§ **TEXTO DEL DOCUMENTO**
* * * * *

Mi padre solía decir “el enemigo es social, no personal”. Y esta enseñanza la he asumido desde el día en que vi en los periódicos de Guatemala las fotos de los cadáveres ensangrentados de mis padres.
Carlos Figueroa Ibarra / Especial para Con Nuestra América
Desde Puebla, México
Hace unos meses escribí en mi columna mi oposición a la pena de muerte. Era la respuesta a una convicción profunda. Uno de los lectores me hizo el favor de enviarme un comentario en el que me reprochaba mi postura y agregaba: “Cómo se ve a simple vista que Ud. no ha sido afectado por la violencia extrema, por eso se atreve a emitir tal opinión”. Desgraciadamente esto no es así. Sufrí en carne propia la violencia extrema y estuve a punto de ser asesinado por los sicarios del llamado Ejército Secreto Anticomunista (ESA). Por fortuna salvé la vida y viví en el destierro durante largos doce años. Pero otros colegas universitarios, que fueron amenazados de muerte por el ESA junto a mí, no corrieron mi suerte: Julio Alfonso Figueroa Gálvez, Jorge Romero Imery y Ricardo Juárez Gudiel fueron inmisericordemente asesinados. En el caso de Jorge, a la sazón Director de la Escuela de Ciencia Política de la Universidad de San Carlos de Guatemala, su destino fue más atroz aun, porque fue secuestrado, torturado y finalmente asesinado. Su cuerpo fue enterrado y no fue encontrado sino meses después.
Pero también me vi afectado por la violencia extrema porque el 6 de junio de 1980, mis padres Carlos Alberto Figueroa y Edna Ibarra Escobedo, psicólogos de profesión, fueron asesinados a nombre del ESA. Ese viernes a las 10 de la mañana, al salir a cumplir sus labores habituales en su consultorio de atención psicológica, fueron perseguidos por autos conducidos por sus asesinos materiales. Finalmente mis padres fueron alcanzados en una de las calles de la colonia Ciudad de Plata y literalmente arrasados con fuego de metralleta. Recuerdo muy bien las fotos que la prensa publicó al día siguiente aunque esto lo hice desde San José, ciudad en la que había comenzado mi vida de exiliado. El auto gris de marca japonesa de mi padre se encontraba destrozado por las balas y en su interior yacían mis padres con el rostro que desde niño les vi cuando dormían. Una amiga, Katina de León Rodríguez, tenía los periódicos en las manos y no quería enseñármelos. Le pedí que me los diera para asumir de una buena vez lo que tarde o temprano tenía que ver. Y recordé una estrofa de un poema de Luis Cardoza y Aragón en la que dice que la muerte siempre llega tarde, porque la vida siempre se le adelanta.

* * * * *

§ **EJERCICIOS PROPUESTOS**
a - Transcriba literalmente, del texto sobre la violencia en Guatemala, todo lo que va desde "Mi padre solía" hasta "de mis padres.".
b - Resuma en tres oraciones el texto sobre la violencia en Guatemala.

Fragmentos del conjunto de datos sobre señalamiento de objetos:

* * * * *

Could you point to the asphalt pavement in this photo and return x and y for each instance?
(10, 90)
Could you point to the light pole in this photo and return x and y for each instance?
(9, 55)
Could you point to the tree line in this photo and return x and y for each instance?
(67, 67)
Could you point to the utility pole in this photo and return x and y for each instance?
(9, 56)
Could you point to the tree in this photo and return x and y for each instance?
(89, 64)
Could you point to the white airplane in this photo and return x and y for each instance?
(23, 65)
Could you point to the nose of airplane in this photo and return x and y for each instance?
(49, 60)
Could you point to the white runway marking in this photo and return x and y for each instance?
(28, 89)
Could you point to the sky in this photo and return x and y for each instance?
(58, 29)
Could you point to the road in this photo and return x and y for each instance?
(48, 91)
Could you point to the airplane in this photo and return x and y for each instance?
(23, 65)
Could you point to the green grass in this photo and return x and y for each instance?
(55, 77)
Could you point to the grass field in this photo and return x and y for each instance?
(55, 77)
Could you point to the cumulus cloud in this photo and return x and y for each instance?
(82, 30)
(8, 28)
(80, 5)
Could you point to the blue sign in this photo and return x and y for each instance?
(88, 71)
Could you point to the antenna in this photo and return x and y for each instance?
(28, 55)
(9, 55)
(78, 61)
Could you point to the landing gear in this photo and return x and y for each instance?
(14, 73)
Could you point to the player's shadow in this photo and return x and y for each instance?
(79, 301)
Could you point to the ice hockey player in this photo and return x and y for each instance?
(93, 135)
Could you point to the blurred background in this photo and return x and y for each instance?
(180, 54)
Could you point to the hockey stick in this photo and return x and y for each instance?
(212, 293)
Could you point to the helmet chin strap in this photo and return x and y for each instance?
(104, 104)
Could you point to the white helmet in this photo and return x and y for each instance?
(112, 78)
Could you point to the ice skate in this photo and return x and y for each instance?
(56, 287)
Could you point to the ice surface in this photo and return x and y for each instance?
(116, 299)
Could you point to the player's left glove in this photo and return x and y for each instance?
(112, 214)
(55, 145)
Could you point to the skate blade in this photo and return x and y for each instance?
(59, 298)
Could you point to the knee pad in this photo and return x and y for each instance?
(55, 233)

* * * * *

§ **RESPUESTAS DEL EJERCICIO**
a -
Mi padre solía decir “el enemigo es social, no personal”. Y esta enseñanza la he asumido desde el día en que vi en los periódicos de Guatemala las fotos de los cadáveres ensangrentados de mis padres.

b - El autor se opone a la pena de muerte y responde a un lector que le reprochó no haber sido afectado por la violencia extrema. Relata que estuvo a punto de ser asesinado por el Ejército Secreto Anticomunista (ESA) y vivió doce años en el destierro, mientras que sus colegas universitarios Julio Alfonso Figueroa Gálvez, Jorge Romero Imery y Ricardo Juárez Gudiel fueron asesinados. El 6 de junio de 1980, sus padres, los psicólogos Carlos Alberto Figueroa y Edna Ibarra Escobedo, fueron asesinados con fuego de metralleta a nombre del ESA, y él vio desde San José las fotos publicadas en la prensa y recordó un poema de Luis Cardoza y Aragón según el cual la muerte siempre llega tarde porque la vida se le adelanta.